GIVEN PROBLEM: Tally the lines in the following items that contain the string "below", treating case as significant. Give only the number.
═══ DATA FOR THIS TASK
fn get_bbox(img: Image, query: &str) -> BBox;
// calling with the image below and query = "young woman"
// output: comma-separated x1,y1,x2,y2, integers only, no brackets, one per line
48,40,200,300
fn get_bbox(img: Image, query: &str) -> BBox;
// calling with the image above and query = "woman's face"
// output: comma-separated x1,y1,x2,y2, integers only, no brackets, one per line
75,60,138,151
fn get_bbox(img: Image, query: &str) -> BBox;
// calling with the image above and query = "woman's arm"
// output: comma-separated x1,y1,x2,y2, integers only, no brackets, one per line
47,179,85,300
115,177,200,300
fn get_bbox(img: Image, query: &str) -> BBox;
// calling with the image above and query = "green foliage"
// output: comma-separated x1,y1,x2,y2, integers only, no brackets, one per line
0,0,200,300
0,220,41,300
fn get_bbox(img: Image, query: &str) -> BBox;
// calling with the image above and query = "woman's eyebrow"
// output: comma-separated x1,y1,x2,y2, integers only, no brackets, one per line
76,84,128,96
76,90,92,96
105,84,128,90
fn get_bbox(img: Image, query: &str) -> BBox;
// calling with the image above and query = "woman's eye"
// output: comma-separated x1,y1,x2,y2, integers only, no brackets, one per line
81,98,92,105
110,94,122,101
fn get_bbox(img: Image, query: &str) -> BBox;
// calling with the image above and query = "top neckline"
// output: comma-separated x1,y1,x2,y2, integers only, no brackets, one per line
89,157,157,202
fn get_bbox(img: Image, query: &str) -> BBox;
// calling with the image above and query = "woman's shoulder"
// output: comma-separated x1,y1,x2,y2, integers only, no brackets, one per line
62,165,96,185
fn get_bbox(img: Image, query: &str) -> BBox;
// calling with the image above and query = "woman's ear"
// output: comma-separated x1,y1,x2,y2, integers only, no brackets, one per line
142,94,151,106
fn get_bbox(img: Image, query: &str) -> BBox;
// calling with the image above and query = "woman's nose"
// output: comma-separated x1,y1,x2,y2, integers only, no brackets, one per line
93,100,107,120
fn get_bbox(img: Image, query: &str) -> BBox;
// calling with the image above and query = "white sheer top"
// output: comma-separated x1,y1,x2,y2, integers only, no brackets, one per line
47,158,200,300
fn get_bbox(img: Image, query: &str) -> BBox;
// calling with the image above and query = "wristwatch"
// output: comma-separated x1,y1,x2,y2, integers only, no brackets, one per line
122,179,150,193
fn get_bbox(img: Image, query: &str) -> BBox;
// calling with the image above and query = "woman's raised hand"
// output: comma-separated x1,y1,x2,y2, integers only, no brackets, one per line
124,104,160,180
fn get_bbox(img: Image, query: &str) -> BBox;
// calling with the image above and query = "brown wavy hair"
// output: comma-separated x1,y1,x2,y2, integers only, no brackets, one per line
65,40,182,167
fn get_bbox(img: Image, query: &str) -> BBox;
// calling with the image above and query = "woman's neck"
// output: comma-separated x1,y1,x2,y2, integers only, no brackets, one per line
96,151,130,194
══════
═══ DATA FOR THIS TASK
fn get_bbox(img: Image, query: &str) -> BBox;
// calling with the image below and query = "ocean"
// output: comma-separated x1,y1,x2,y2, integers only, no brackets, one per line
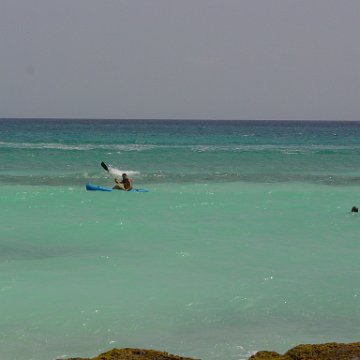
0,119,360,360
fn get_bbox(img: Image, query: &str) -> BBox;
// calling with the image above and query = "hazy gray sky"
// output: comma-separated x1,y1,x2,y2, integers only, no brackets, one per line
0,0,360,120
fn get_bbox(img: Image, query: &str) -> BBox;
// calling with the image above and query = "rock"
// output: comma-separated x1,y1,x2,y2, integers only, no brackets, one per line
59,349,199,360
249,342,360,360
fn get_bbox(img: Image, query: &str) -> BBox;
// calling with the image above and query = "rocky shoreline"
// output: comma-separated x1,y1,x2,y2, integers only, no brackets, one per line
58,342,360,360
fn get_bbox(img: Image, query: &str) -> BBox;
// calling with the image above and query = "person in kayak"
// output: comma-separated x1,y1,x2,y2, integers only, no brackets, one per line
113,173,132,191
══════
═══ DATA FOR THIS TASK
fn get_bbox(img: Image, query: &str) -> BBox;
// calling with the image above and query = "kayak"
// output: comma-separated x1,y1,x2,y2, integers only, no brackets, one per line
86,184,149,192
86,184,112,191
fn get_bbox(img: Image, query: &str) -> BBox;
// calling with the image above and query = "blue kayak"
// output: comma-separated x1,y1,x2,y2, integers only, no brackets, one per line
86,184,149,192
══════
ANSWER IN FULL: 2